*Given instruction 1*.
Count the lines of the records that contain the string "reflection", treating case as significant. Give only the number.
--- start of Excerpt provided ---
If so, how do you type cast a variable to be a specific size? e.g; REAL*8 or Real*16 for 64bit and 128bit respectively. I have a stiff differential solver program written for the CRAY and its convergence criteria requires this precision. Without re-writing for Windows 7, Fortran and hoping, I thought MATLAB 64 would be a good platform due to the high number of matrices written.
Thanks ahead of time, Bill

Accepted Answer

Ben Barrowes
Ben Barrowes on 8 Mar 2012
To convert your code to matlab, f2matlab will help. It will do about 90% or more of the work for you. http://www.mathworks.com/matlabcentral/fileexchange/5260
Once you are in matlab, you can use the higher precision solutions above. In terms of more alternatives, you could use the multiple precision toolbox: http://www.mathworks.com/matlabcentral/fileexchange/6446 but that will be slow compared to even matlab code.
--- end of Excerpt provided ---
*Given instruction 2*.
In the forum post about variable precision in MATLAB, what computer was the stiff differential solver program written for?
--- start of Data shown ---
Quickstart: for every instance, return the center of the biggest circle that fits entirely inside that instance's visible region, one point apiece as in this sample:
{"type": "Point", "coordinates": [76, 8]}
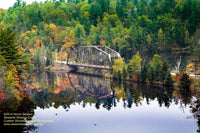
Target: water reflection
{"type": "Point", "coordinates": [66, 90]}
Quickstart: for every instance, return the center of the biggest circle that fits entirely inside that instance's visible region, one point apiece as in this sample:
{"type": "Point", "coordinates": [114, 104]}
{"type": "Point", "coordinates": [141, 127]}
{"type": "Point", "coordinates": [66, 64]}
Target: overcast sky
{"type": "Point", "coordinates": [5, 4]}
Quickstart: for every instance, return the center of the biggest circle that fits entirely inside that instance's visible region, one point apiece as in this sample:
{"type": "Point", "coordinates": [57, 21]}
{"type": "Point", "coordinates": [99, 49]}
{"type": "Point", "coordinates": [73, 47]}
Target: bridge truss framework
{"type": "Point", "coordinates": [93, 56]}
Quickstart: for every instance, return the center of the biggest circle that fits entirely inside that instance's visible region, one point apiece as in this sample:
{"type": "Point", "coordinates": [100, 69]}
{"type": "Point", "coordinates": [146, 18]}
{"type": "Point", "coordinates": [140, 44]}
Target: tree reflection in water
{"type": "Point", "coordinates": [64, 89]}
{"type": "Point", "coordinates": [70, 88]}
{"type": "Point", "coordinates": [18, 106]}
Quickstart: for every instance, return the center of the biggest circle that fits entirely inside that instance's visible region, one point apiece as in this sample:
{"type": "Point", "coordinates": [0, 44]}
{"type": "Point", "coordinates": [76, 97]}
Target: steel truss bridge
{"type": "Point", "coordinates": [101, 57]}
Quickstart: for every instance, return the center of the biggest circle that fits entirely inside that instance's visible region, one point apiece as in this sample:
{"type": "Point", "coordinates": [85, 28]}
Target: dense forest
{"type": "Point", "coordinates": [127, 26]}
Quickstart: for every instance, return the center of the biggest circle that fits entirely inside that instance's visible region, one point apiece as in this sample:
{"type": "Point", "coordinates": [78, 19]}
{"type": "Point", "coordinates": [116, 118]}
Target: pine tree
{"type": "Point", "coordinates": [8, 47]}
--- end of Data shown ---
*Full solution 1*.
2

*Full solution 2*.
The CRAY.